» **What to produce**
When you return the data, keep each character exactly as it appears.

=== Begin Enclosure ===

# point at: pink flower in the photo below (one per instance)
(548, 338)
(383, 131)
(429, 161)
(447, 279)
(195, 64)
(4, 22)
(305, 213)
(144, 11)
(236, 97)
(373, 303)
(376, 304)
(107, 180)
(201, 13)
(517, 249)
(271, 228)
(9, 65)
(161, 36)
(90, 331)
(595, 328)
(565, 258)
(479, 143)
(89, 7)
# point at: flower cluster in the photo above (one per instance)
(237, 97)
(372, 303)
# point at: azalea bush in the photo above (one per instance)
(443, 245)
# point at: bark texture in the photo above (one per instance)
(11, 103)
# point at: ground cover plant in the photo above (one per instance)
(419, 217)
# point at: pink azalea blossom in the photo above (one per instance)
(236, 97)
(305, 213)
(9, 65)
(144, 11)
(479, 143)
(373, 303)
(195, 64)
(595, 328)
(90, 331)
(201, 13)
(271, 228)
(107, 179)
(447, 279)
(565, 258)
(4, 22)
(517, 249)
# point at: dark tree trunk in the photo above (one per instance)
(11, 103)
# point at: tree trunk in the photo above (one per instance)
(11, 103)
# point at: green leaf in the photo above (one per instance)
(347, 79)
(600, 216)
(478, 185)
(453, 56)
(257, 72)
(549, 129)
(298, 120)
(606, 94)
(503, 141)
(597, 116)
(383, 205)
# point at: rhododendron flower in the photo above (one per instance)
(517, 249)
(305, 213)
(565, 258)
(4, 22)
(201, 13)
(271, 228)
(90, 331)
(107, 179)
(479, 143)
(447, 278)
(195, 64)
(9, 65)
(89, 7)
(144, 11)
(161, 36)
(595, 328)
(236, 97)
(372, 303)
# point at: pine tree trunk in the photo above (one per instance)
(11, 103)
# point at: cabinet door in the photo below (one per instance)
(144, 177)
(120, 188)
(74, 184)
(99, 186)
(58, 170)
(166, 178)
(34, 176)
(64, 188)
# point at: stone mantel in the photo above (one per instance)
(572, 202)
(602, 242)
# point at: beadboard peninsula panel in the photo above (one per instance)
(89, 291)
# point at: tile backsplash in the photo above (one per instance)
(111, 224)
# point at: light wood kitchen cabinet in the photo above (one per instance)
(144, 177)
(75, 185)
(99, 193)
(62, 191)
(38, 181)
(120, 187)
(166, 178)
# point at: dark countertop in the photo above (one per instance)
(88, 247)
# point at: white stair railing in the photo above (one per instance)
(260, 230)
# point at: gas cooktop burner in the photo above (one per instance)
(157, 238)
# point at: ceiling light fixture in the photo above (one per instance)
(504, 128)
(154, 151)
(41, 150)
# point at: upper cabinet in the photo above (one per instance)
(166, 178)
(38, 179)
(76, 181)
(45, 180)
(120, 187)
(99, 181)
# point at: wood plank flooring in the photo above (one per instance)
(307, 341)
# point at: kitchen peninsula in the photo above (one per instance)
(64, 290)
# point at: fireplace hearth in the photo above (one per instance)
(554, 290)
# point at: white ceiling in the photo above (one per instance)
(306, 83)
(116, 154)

=== End Enclosure ===

» **Answer section**
# point at: pink flower in the photo below (one per instance)
(548, 338)
(383, 131)
(429, 161)
(447, 279)
(195, 64)
(4, 22)
(305, 213)
(144, 11)
(236, 97)
(373, 303)
(376, 304)
(107, 180)
(201, 13)
(517, 249)
(271, 228)
(9, 65)
(161, 36)
(90, 331)
(595, 328)
(565, 258)
(479, 143)
(89, 7)
# point at: flower cluster in the photo above (one per instance)
(237, 97)
(372, 303)
# point at: azalea bush in the photo above (one per instance)
(443, 245)
# point at: bark texture in the photo above (one per instance)
(11, 103)
# point at: ground cover plant in the photo above (one per instance)
(419, 217)
# point at: pink azalea blossom in the photo above (one per instance)
(236, 97)
(305, 213)
(9, 65)
(144, 11)
(479, 143)
(373, 303)
(195, 64)
(595, 328)
(90, 331)
(201, 13)
(271, 228)
(107, 179)
(447, 279)
(565, 258)
(4, 22)
(517, 249)
# point at: dark tree trunk in the photo above (one per instance)
(11, 103)
# point at: tree trunk in the photo above (one per instance)
(11, 103)
# point at: green leaf in the photo above (one per instance)
(347, 79)
(600, 216)
(478, 185)
(453, 56)
(257, 72)
(549, 129)
(298, 120)
(606, 94)
(503, 141)
(597, 116)
(383, 205)
# point at: rhododendron flower in the photo above (one per instance)
(517, 249)
(305, 213)
(565, 258)
(4, 22)
(201, 13)
(271, 228)
(90, 331)
(107, 179)
(479, 143)
(447, 278)
(195, 64)
(9, 65)
(89, 7)
(144, 11)
(161, 36)
(595, 328)
(236, 97)
(372, 303)
# point at: pine tree trunk in the photo above (one per instance)
(11, 103)
# point at: cabinet door in the photo below (one per instance)
(144, 177)
(120, 188)
(74, 184)
(99, 186)
(58, 170)
(166, 178)
(34, 176)
(64, 188)
# point at: stone mantel in the photo above (one per instance)
(572, 202)
(602, 242)
# point at: beadboard peninsula panel in the photo above (one per instance)
(89, 291)
# point at: tile backsplash in the photo above (one per instance)
(111, 224)
# point at: light wood kitchen cabinet in the photo above (one per instance)
(144, 177)
(75, 185)
(99, 193)
(62, 191)
(38, 181)
(120, 187)
(166, 178)
# point at: dark countertop in the photo above (one per instance)
(88, 247)
# point at: white stair railing in the photo above (one per instance)
(260, 230)
# point at: gas cooktop burner in the photo above (one per instance)
(157, 238)
# point at: ceiling light fixture in the photo above (one per instance)
(504, 128)
(154, 151)
(41, 150)
# point at: upper cabinet in the photo above (one per instance)
(166, 178)
(38, 179)
(76, 181)
(45, 180)
(120, 187)
(99, 181)
# point at: wood plank flooring in the photo above (one per instance)
(307, 341)
# point at: kitchen peninsula in the photo above (one per instance)
(64, 290)
# point at: fireplace hearth in the photo above (one per instance)
(554, 290)
# point at: white ceiling in the photo above (one per instance)
(306, 83)
(116, 154)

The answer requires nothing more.